- [EXERCISE REQUIREMENTS]: Transcribe each line below word for word.
/---
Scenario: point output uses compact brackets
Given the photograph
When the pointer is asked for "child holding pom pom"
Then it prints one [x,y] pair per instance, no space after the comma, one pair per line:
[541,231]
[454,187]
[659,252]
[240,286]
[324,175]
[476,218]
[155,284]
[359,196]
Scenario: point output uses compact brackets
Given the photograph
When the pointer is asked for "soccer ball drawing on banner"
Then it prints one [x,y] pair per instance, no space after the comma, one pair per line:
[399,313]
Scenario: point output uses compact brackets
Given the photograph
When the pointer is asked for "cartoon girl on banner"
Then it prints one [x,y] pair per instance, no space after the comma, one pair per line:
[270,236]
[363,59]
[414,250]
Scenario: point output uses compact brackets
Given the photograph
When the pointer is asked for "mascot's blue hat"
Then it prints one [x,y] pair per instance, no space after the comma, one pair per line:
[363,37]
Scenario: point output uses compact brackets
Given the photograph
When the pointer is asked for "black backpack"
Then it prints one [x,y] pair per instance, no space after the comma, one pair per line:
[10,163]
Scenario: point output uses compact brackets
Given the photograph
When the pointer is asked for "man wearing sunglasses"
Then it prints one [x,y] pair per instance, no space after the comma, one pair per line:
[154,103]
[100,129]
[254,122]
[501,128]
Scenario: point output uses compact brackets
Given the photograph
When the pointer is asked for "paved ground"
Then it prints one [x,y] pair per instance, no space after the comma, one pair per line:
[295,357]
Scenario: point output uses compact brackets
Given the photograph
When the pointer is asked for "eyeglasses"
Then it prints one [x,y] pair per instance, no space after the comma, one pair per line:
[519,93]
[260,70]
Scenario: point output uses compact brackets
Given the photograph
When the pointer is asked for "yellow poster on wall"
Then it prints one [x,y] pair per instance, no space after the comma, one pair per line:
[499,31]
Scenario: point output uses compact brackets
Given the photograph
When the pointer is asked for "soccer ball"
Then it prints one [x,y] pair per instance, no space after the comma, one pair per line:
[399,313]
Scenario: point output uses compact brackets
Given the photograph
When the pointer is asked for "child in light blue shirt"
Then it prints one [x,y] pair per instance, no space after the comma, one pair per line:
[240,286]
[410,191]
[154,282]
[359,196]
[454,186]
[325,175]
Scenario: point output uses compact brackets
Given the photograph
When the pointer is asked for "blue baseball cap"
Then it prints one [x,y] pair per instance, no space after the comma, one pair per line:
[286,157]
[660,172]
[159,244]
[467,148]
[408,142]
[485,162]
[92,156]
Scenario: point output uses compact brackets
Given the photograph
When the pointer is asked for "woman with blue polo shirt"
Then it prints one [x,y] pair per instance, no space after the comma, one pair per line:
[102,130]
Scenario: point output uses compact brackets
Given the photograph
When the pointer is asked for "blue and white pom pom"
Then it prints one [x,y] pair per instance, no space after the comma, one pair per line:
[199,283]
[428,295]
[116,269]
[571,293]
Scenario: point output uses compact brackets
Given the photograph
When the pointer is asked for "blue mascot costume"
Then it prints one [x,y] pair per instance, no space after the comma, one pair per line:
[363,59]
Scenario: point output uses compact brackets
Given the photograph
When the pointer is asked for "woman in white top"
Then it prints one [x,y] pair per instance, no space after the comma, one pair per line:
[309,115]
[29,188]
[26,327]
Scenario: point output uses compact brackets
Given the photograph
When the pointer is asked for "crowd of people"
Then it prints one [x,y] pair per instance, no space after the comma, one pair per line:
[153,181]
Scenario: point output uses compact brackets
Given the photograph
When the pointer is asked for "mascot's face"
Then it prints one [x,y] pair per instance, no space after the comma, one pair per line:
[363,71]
\---
- [RESULT BELOW]:
Scenario: point output uses compact brackets
Given the photograph
When the pointer is asked for "child holding pom pom"
Then it prints one [x,y] pair per instance, no space after the comma, one pair per line:
[541,231]
[454,187]
[659,252]
[240,286]
[324,175]
[476,218]
[155,284]
[359,196]
Scenario: point output uses compact brackets
Given the photograph
When the pointer is asked for "soccer ball drawing on banner"
Then it prints one [x,y] pair per instance, no space after the comma, one pair per line:
[399,313]
Scenario: point output uses compact brackets
Given the photograph
When the pointer is asked for "cartoon girl on banner"
Then it prints one [x,y] pair per instance, no space after the comma, one pair per line:
[270,236]
[363,59]
[414,250]
Scenario: point output uses compact brackets
Given the photograph
When the pointer is asked for "mascot's blue hat"
Then it prints one [x,y] pair per instance, no space after the comma, one pair per line:
[363,37]
Scenario: point output uses compact brackets
Given the photograph
When the pointer is asked for "black backpack"
Then it prints one [x,y] pair per instance, no space after the comma, one pair per line:
[10,163]
Scenario: point output uses compact brackets
Given the photograph
When the pointer is asked for "man wearing sunglasses"
Then it prints one [x,y] pair per instance, no space after the comma, one pair per line:
[154,103]
[100,129]
[254,122]
[501,128]
Scenario: point output uses compact brackets
Given the photograph
When the pointer is asked for "paved ground"
Then it prints one [x,y] pair per instance, no space after the comma, one pair per line:
[295,357]
Scenario: point output uses compact brackets
Given the photograph
When the pointer is asked for "eyeglasses"
Then it prints one [x,y] pair per instance, no space after the comma, one pair per line:
[519,93]
[260,70]
Scenario: point output uses compact brackets
Given the photograph
When the pointer is asked for "yellow poster on wall"
Then it prints one [x,y] pair per instance, no space after the comma, one pair per line:
[499,31]
Scenario: point output uses compact brackets
Given the photograph
When the pointer is asked for "soccer ball"
Then it prints one [x,y] pair per instance, no space after the comma, one pair per line:
[399,313]
Scenario: point output uses compact brackets
Given the photograph
When the pointer is asked for "child in light blue shirt"
Then it prints one [x,y] pair per instance, no space after the comma, one pair per line:
[240,286]
[410,191]
[154,282]
[359,196]
[454,186]
[325,175]
Scenario: point output uses compact brackets
Given the photograph
When the pointer is asked for "blue baseball cap"
Then it prints one [x,y] pair per instance, no space after the comma, one pair per line:
[286,157]
[660,172]
[159,244]
[467,148]
[408,142]
[485,162]
[92,156]
Scenario: point output uses compact brackets
Given the photograph
When the pointer is asked for "woman with blue polo shirt"
Then it prints one [x,y] pair per instance, no space after the comma, one pair per line:
[102,130]
Scenario: point output uses compact brackets
Given the photograph
When the pointer is asked for "blue and white pom pom"
Then it prints one [x,y] pair per instance, no space after the comma, one pair per line:
[199,283]
[428,295]
[116,269]
[571,293]
Scenario: point output uses compact brackets
Given the photograph
When the pointer is asked for "blue mascot costume"
Then it prints one [x,y] pair per instance, no space after the comma, one pair per line:
[363,59]
Scenario: point output uses compact brackets
Given the photograph
When the pointer is asked for "woman in white top"
Then it prints one [x,y] pair per instance, no space after the comma, one pair per line:
[309,115]
[29,188]
[26,327]
Scenario: point output uses compact brackets
Given the photograph
When the pointer is asked for "crowd of people"
Then it prints one [x,y] pair per instance, no space after the comma, one pair per line:
[153,181]
Scenario: point output uses compact brackets
Given the photograph
When the pointer is asked for "mascot's face"
Then it prints one [x,y] pair per instance, no space after the comma, one pair per line:
[363,71]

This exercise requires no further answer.